▶ _The task_
Please retype the records below exactly as they appear, leaving out every picture.

▶ _Supplied records_
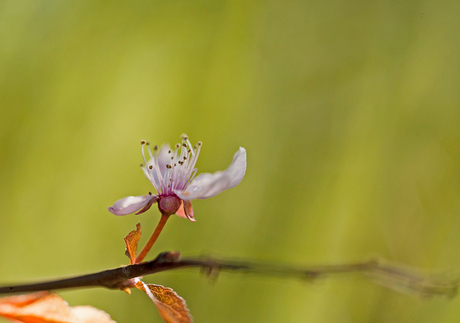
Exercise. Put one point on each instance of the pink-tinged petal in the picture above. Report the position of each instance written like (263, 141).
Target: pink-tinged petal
(207, 185)
(189, 210)
(132, 204)
(237, 168)
(181, 211)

▶ _Response area_
Exercise. Put one point on each instance of the pink-tinged petal in the picture above. Report the position of each instance written like (263, 141).
Target: pink-tinged petal
(207, 185)
(189, 210)
(132, 204)
(237, 168)
(181, 211)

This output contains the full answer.